▶ What the task asks:
Render every line below as a Markdown table with two columns, Index for the row number and Line for the line itself. Skip blank lines and leave the pictures out.

▶ Stored rows:
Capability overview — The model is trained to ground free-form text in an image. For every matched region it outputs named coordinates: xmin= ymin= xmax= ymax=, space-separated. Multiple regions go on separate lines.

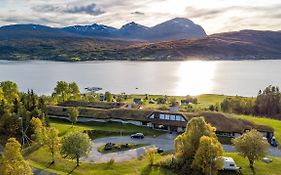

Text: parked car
xmin=104 ymin=142 xmax=115 ymax=151
xmin=131 ymin=133 xmax=144 ymax=139
xmin=223 ymin=157 xmax=240 ymax=171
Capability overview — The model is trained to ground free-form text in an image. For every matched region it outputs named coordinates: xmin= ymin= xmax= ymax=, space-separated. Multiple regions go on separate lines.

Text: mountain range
xmin=0 ymin=18 xmax=207 ymax=42
xmin=0 ymin=18 xmax=281 ymax=61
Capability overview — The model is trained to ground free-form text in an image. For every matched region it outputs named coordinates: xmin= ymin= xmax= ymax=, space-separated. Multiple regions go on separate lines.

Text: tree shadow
xmin=141 ymin=165 xmax=171 ymax=175
xmin=141 ymin=166 xmax=153 ymax=175
xmin=47 ymin=161 xmax=55 ymax=168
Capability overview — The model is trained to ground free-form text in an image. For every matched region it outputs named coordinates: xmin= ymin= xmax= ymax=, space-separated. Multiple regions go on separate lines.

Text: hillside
xmin=0 ymin=28 xmax=281 ymax=61
xmin=0 ymin=18 xmax=207 ymax=42
xmin=125 ymin=30 xmax=281 ymax=60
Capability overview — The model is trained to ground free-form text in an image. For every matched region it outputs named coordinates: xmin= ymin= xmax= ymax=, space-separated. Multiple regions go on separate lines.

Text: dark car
xmin=131 ymin=133 xmax=144 ymax=139
xmin=157 ymin=148 xmax=164 ymax=154
xmin=269 ymin=136 xmax=278 ymax=147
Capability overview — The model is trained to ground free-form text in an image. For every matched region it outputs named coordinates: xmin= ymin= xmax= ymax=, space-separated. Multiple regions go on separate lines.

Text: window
xmin=181 ymin=117 xmax=185 ymax=122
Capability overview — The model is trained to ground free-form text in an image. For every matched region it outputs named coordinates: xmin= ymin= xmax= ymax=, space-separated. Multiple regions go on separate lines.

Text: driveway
xmin=81 ymin=134 xmax=281 ymax=163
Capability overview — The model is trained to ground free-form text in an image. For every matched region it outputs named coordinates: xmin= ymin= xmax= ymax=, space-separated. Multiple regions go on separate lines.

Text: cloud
xmin=32 ymin=3 xmax=105 ymax=16
xmin=131 ymin=11 xmax=144 ymax=15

▶ Task output:
| Index | Line |
|---|---|
| 1 | Capability overview — The model is trained to ground free-form text in an image. For every matched region it outputs named coordinates: xmin= ymin= xmax= ymax=, space-separated. Multiple regions go on separate lines. |
| 2 | Text: parked car |
| 3 | xmin=104 ymin=142 xmax=115 ymax=151 |
| 4 | xmin=131 ymin=133 xmax=144 ymax=139 |
| 5 | xmin=223 ymin=157 xmax=240 ymax=171 |
| 6 | Capability overview — The model is trained to ground free-form text in an image. For every matched region it outputs named coordinates: xmin= ymin= xmax= ymax=, space-separated. Multiple regions go on separate lines. |
| 7 | Text: mountain range |
| 8 | xmin=0 ymin=18 xmax=207 ymax=42 |
| 9 | xmin=0 ymin=18 xmax=281 ymax=61 |
| 10 | Capability overview — The model is trained to ground free-form text in an image. For every matched region it outputs named coordinates: xmin= ymin= xmax= ymax=, space-separated. Multiple regions go on separate lines. |
| 11 | Text: tree shadow |
| 12 | xmin=141 ymin=165 xmax=171 ymax=175 |
| 13 | xmin=141 ymin=166 xmax=153 ymax=175 |
| 14 | xmin=47 ymin=161 xmax=55 ymax=168 |
| 15 | Capability overview — The model is trained to ground free-form text in an image. For every matched region it outputs named coordinates: xmin= ymin= xmax= ymax=, space-separated. Multiple regions go on separate lines. |
| 16 | Text: hillside |
| 17 | xmin=0 ymin=28 xmax=281 ymax=61 |
| 18 | xmin=0 ymin=18 xmax=207 ymax=42 |
| 19 | xmin=125 ymin=30 xmax=281 ymax=60 |
| 20 | Capability overview — The model is trained to ground free-form text in an image. For every matched region it outputs named coordinates: xmin= ymin= xmax= ymax=, space-separated. Multiple regions go on separate lines. |
| 21 | Text: dark car |
| 22 | xmin=131 ymin=133 xmax=144 ymax=139 |
| 23 | xmin=157 ymin=148 xmax=164 ymax=154 |
| 24 | xmin=269 ymin=136 xmax=278 ymax=147 |
| 25 | Capability overview — The model is trained to ground free-form text in an image. For every matched region it outputs named coordinates: xmin= ymin= xmax= ymax=, space-separated. Multiple regions go on separate lines. |
| 26 | Text: window |
| 27 | xmin=181 ymin=117 xmax=185 ymax=122 |
| 28 | Capability overview — The model is trained to ground free-form text in an image. For every matched region it outputs named coordinates: xmin= ymin= xmax= ymax=, space-separated. Multiple regions go on separate lines. |
| 29 | Text: driveway |
| 30 | xmin=81 ymin=134 xmax=281 ymax=163 |
| 31 | Capability overview — The model is trained to ground free-form text in an image. For every matched region it outputs named coordinates: xmin= ymin= xmax= ymax=, space-separated. Multiple regions go on separate lines. |
| 32 | Text: cloud |
| 33 | xmin=32 ymin=3 xmax=105 ymax=16 |
| 34 | xmin=131 ymin=11 xmax=144 ymax=15 |